Copy out each line of the records below that contains the word "tower". Letter case must match.

__Excerpts of location labeling data__
>> BEGIN

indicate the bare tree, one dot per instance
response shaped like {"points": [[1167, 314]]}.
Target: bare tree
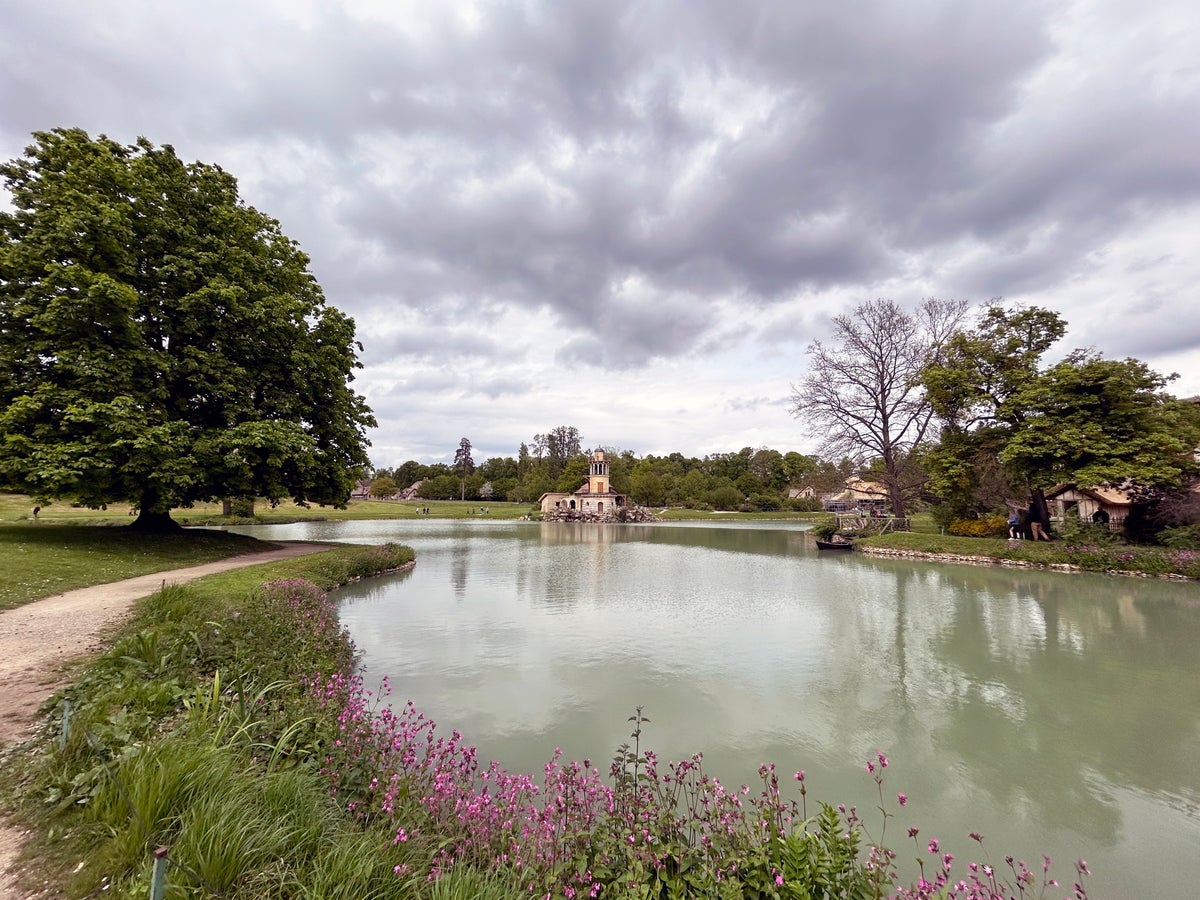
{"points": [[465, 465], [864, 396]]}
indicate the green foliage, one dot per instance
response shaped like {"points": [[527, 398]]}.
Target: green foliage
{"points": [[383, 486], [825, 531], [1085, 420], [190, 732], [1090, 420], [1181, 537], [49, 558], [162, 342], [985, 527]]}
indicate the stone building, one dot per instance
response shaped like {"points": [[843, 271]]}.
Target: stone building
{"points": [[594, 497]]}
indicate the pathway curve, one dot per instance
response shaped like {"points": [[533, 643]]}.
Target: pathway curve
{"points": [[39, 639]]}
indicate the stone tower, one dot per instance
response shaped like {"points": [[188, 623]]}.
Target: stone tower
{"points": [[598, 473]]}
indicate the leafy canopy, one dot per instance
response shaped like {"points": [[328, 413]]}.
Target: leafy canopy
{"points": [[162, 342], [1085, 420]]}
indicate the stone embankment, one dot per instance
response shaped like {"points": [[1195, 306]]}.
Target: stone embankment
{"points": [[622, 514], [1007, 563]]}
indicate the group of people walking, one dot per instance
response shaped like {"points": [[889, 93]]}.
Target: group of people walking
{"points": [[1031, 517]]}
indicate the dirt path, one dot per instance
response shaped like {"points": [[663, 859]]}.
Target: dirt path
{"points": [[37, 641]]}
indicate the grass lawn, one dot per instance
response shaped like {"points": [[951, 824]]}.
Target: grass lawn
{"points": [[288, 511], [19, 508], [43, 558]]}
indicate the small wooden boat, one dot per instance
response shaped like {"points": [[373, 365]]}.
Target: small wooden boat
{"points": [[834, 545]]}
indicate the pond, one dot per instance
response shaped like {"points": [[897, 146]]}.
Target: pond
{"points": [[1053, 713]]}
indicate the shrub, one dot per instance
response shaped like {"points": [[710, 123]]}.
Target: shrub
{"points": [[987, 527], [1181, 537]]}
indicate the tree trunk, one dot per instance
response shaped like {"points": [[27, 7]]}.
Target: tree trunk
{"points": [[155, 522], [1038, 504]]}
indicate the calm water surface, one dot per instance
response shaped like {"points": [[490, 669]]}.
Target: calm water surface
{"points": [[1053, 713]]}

>> END
>> BEGIN

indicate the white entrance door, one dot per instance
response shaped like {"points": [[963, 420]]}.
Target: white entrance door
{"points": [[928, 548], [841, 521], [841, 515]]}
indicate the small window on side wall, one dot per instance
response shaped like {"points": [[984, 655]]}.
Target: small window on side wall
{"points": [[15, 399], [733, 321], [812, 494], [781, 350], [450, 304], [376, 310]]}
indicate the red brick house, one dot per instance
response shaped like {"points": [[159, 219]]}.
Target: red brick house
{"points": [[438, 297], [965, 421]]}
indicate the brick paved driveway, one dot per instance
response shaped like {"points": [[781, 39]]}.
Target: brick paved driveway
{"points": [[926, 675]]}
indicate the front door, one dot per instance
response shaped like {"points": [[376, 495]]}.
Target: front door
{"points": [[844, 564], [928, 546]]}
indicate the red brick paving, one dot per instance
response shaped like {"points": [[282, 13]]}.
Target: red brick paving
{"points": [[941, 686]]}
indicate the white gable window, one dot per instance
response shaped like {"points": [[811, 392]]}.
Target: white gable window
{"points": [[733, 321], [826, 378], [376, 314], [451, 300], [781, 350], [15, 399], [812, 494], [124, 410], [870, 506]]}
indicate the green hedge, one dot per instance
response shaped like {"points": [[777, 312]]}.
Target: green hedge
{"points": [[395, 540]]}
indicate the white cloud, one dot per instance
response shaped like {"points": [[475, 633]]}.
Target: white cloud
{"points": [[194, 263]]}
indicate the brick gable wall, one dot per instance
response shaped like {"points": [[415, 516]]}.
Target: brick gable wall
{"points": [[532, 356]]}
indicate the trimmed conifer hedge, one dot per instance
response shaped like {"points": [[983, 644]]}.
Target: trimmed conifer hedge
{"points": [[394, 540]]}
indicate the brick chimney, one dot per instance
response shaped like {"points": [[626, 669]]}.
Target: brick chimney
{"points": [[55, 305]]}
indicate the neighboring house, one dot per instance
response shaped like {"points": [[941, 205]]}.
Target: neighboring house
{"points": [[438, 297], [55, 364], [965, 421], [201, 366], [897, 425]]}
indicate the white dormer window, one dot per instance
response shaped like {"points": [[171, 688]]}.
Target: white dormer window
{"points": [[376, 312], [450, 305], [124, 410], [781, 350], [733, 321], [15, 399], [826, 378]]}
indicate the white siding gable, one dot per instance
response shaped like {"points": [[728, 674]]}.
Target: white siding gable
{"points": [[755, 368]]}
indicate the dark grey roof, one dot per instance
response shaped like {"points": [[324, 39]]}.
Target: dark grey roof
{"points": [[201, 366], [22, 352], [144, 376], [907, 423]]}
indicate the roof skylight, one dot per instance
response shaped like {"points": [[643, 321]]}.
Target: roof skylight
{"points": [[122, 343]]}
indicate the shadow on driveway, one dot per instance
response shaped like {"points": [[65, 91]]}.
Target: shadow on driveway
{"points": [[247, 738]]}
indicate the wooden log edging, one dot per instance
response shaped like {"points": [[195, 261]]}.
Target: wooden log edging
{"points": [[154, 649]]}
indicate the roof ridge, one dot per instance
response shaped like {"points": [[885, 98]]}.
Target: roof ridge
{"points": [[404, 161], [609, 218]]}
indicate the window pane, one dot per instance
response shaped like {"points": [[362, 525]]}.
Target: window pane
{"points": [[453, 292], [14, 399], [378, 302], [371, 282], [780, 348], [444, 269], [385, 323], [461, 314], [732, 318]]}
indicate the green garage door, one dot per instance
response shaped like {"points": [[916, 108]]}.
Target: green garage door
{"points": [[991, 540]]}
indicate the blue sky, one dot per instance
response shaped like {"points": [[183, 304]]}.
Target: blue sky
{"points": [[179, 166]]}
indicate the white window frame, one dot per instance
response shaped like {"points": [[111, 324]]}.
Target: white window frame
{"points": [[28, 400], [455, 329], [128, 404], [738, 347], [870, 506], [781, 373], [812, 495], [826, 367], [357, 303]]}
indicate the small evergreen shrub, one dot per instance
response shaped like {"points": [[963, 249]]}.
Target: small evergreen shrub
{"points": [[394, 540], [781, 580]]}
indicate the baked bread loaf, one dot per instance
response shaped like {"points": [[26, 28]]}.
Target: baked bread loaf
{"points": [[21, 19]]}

>> END

__Output for this task__
indicate the stone tower, one dot per instance
Target: stone tower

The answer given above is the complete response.